Point placement records:
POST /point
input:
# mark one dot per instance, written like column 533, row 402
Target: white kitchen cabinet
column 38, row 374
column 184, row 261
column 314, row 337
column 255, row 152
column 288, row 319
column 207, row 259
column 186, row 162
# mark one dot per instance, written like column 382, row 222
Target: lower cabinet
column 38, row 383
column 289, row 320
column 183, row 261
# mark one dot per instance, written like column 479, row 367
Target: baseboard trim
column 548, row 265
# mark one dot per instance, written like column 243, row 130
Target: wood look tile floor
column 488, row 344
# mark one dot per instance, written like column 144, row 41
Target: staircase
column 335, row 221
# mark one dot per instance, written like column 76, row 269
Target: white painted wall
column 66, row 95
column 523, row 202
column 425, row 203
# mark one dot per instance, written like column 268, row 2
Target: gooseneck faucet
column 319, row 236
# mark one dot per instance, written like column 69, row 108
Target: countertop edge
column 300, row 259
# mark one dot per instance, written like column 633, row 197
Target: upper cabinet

PROBLEM: Retype, with no changes, every line from the one containing "# mark one dot per instance, written like column 76, row" through the last line, including both.

WORKED SOLUTION:
# mark one dot per instance, written like column 76, row 269
Target: white painted wall
column 66, row 95
column 523, row 202
column 425, row 203
# mark one dot per instance, written like column 268, row 2
Target: gooseneck faucet
column 319, row 236
# mark one dot per instance, written like column 69, row 108
Target: countertop edge
column 300, row 259
# mark one dot per instance, written like column 633, row 197
Target: upper cabinet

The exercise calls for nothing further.